-- The input start --
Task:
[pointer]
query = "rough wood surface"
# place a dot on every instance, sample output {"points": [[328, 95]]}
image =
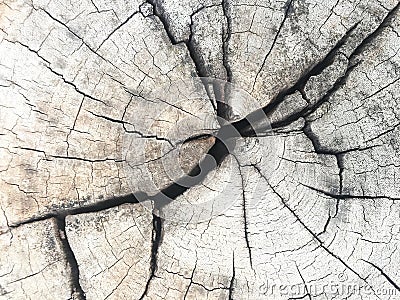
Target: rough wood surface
{"points": [[228, 149]]}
-- The input end --
Aim of the task
Rewrite the material above, substituting "smooth" for every occurrence of "rough" and leaving everything else unchanged. Omit the pictures from your answer.

Result of the exercise
Task:
[pointer]
query = "smooth wood surface"
# place a dot on every instance, sample output {"points": [[328, 95]]}
image =
Target: smooth wood surface
{"points": [[228, 149]]}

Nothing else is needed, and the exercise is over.